### SHORT PROBLEM
Rewrite the entries below, replacing every "thin stem" with "slender stalk" and keeping everything else the same. Leave the pictures out of your version.

### ENTRIES

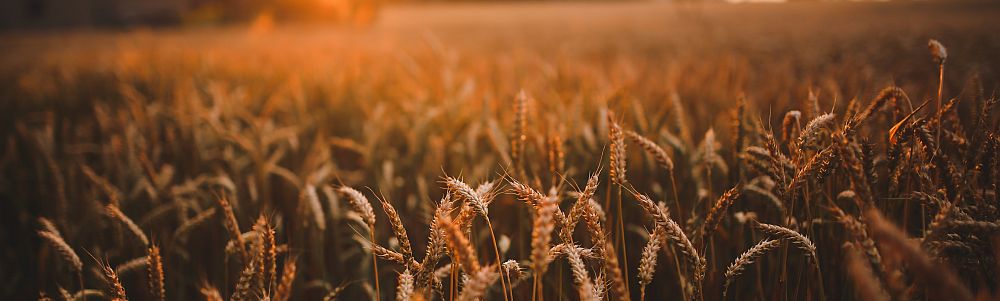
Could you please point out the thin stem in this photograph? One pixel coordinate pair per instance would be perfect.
(940, 115)
(624, 244)
(496, 250)
(378, 291)
(677, 199)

### THE ANSWER
Could you please point out the slender stalk in this photograph? One pixel coordinate pair per instance would be perfect.
(940, 115)
(624, 244)
(496, 250)
(378, 291)
(677, 199)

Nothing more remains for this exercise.